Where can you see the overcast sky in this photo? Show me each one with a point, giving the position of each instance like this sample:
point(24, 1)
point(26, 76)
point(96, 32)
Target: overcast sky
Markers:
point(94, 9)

_What the task asks_
The entries above should be copied out exactly, with none left out.

_Solution to the problem_
Where can you see the overcast sky in this photo? Show me each one with a point, giving the position of each instance like this sample:
point(24, 1)
point(26, 76)
point(96, 32)
Target: overcast sky
Markers:
point(94, 9)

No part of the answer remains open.